# Document segment:

□ □ □ □ □

Cozy mysteries often get little respect from the other subgenres of crime fiction, and their authors likewise generally only get respect from their cozy colleagues; but the disdain they get from a lot of other crime writers is actually kind of criminal. It’s no easier to write a cozy than any other form of mystery; if anything, I would think it would be harder to write about a murder without much blood, no violence, no profanity, and no sex on the page. Part of the reason I decided to write A Streetcar Named Murder was the challenge of writing one, and it was far harder writing that book than it was writing the ones in other subgenres of crime; I wish I had a dime for every time I backspaced over a profanity I’d automatically typed; I curse a lot and so do my characters.

So while I am writing a new cozy–the sequel to Death Drop–I thought I’d read some while I wrote to get a good feeling for the subgenre.

And I am finding one can never go wrong with Raquel V. Reyes.

Halloween was a week away, and we didn’t have s single decoration up. The living room was littered with shopping bags, extension chords, four-foot-tall plastic jack-o’-lanterns, and one handsome Frankenstein.

“Babe, we’re going to need a ladder and a staple gun,” Frankenstein said.

“Can you borrow one from a neighbor?” I asked as I squeezed my foot into a shoe that had fit perfectlya few weeks ago but was now tight. My costume, like my husband’s, was a modification of something I already had. I’d taken a white apron and smeared it with beet juice. In red marker, I’d written Chef Vampira on a paper toque, the tall hat fancy chefs wore. I was not a trained chef, but I had reached local stardom with my two cooking shows, Cocina Caribeña and Abuela Approved.

□ □ □ □ □

# Dataset excerpt:

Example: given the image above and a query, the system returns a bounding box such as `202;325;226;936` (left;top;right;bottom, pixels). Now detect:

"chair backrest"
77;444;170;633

□ □ □ □ □

# Problems to solve:
- a) From the piece on cozy mysteries, reproduce word for word the passage that opens with the words containing "And I am finding" and closes with "and Abuela Approved.".
- b) Carry the piece on cozy mysteries forward from its last sentence.

# Answers for the exercise:
- a)
And I am finding one can never go wrong with Raquel V. Reyes.

Halloween was a week away, and we didn’t have s single decoration up. The living room was littered with shopping bags, extension chords, four-foot-tall plastic jack-o’-lanterns, and one handsome Frankenstein.

“Babe, we’re going to need a ladder and a staple gun,” Frankenstein said.

“Can you borrow one from a neighbor?” I asked as I squeezed my foot into a shoe that had fit perfectlya few weeks ago but was now tight. My costume, like my husband’s, was a modification of something I already had. I’d taken a white apron and smeared it with beet juice. In red marker, I’d written Chef Vampira on a paper toque, the tall hat fancy chefs wore. I was not a trained chef, but I had reached local stardom with my two cooking shows, Cocina Caribeña and Abuela Approved.

- b)
“Do I look undead enough? Do I need more white makeup?” I asked.

I got a copy of Raquel’s Lefty Award winning novel for Best First at Left Coast Crime in 2022. I read it later that year, and kind of fell in love with the series and its main cast. After years of living in New York and working as a food anthropologist, Miriam, her husband and son all move to his hometown, Coral Shores–a town within Miami’s borders. As she found her footing in this rich and posh neighborhood of McMansions and racist snobs (including her mother-in-law) she gets involved in a murder when someone–her husband’s ex and whom his mother wanted him to marry–died of poisoning right in front of her at a charity luncheon–and Miriam develops a nose for mystery.

This second book in the series is a welcome second offering. This time out, there are bodies everywhere. Did the chef at the country club accidentally fall to his death, or was he pushed?The mother of the victim in the first book is found unconscious and incoherent on the side of Miriam’s house. Her neighbor is found unconscious and frothing in the mouth on Halloween night, so she has to take in his dog until he’s recovered. AND her mother-in-law has coerced her into putting together the charity fundraiser at her snooty country club, so she is constantly picking at Miriam…even in front of her grandson. And then there’s another murder. Miriam can’t help sleuthing, everything keeps building until the night of the gala–when Miriam gets to the truth finally and puts her own life at jeopardy.

I love this series. I love Miriam, and I love that Reyes doesn’t italicize Spanish words (she says she writes in Spanglish) and that she authentically sprinkles Spanish organically through the books. I love that the books focus on Caribbean cooking, and how it developed culturally and anthropologically. I cringe at the racism Miriam experiences (while getting angry at it; I despise bigotry), and I really care about Miriam; which is the key to writing a good cozy mystery: a main character the reader can identify with and like.

Do read this series. I can’t wait to get my hands on the third!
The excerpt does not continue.